'''
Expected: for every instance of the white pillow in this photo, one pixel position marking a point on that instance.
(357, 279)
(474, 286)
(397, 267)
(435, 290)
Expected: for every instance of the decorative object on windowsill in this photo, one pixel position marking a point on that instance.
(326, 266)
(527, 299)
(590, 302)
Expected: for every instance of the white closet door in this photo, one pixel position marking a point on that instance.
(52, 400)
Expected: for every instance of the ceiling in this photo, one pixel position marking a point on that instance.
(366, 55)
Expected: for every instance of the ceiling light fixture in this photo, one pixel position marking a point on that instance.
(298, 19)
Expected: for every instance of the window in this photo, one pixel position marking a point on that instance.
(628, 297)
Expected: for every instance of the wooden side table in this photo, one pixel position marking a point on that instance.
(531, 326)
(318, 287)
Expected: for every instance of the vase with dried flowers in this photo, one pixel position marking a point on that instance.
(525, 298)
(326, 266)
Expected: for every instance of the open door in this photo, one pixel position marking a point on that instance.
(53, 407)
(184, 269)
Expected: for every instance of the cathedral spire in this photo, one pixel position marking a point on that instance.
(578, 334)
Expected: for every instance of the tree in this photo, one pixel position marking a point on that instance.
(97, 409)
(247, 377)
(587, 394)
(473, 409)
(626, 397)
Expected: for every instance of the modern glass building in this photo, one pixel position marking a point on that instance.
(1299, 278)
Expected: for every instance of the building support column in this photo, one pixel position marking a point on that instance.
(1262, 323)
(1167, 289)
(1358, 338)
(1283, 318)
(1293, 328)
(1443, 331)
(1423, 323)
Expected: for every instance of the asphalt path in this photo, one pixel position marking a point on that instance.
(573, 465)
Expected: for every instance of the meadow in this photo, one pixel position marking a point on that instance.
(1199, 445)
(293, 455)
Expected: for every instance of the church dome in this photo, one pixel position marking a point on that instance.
'''
* **Exercise instructions**
Prepare a faithful transcription of the material above, with nothing altered.

* **Problem solution**
Expected: for every instance of the white pillow in this photo, one pixel position marking a point on that instance.
(357, 279)
(474, 286)
(397, 267)
(435, 290)
Expected: for every instance of the decorative object on windowsill in this photo, one pixel position marking a point on that instance.
(326, 266)
(527, 299)
(590, 302)
Expected: for every instance of the white closet door in this photo, one pixel position marking a point on that instance.
(52, 400)
Expected: for every instance of the ceiling in this photo, one pixel position marking a point on that instance.
(366, 55)
Expected: for every instance of the ceiling light fixture in this photo, one pixel position marking a point on that instance.
(298, 19)
Expected: for every instance of the window in this photo, one pixel position marking a point on that instance.
(628, 297)
Expected: for every instance of the wooden side table in this photo, one pixel position marking a point on that instance.
(531, 326)
(318, 287)
Expected: for every instance of the vase with dried flowers in this photo, one pixel position marking a point on that instance.
(525, 298)
(326, 266)
Expected: for every instance of the open door in this photo, one pixel position marking a point on that instance.
(53, 407)
(184, 269)
Expected: for every instance of the cathedral spire in this photo, one pixel position marking a point on that instance.
(578, 334)
Expected: for every instance of the tree in this photo, one pixel position marking a point on that instance.
(97, 409)
(247, 377)
(587, 394)
(473, 409)
(626, 397)
Expected: for every instance of the modern glass building in this photo, one pixel position marking a point on that instance.
(1299, 278)
Expected: for every instance of the building support column in this photo, one pixel position marking a point on that instance.
(1262, 323)
(1167, 289)
(1358, 338)
(1283, 318)
(1293, 328)
(1443, 331)
(1423, 323)
Expected: for every instance of the asphalt path in this photo, one pixel position marking a point on that instance.
(573, 465)
Expected: for every instance of the meadow in this photo, one pixel position marking a point on that instance.
(1199, 445)
(293, 455)
Expected: for every instance of the church dome in this photo, one pixel position marking a point on that instance.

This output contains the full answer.